(Records for this exercise Opens)
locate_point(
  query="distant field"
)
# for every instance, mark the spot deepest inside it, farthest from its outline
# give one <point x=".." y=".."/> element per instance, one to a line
(Records for this exercise Closes)
The lines to set down, exactly and with both ends included, run from the one containing "# for every" to the last line of the data above.

§ Response box
# for every instance, mark the spot deepest inside it, farthest from its outline
# give one <point x=".." y=".."/> element per instance, one to a line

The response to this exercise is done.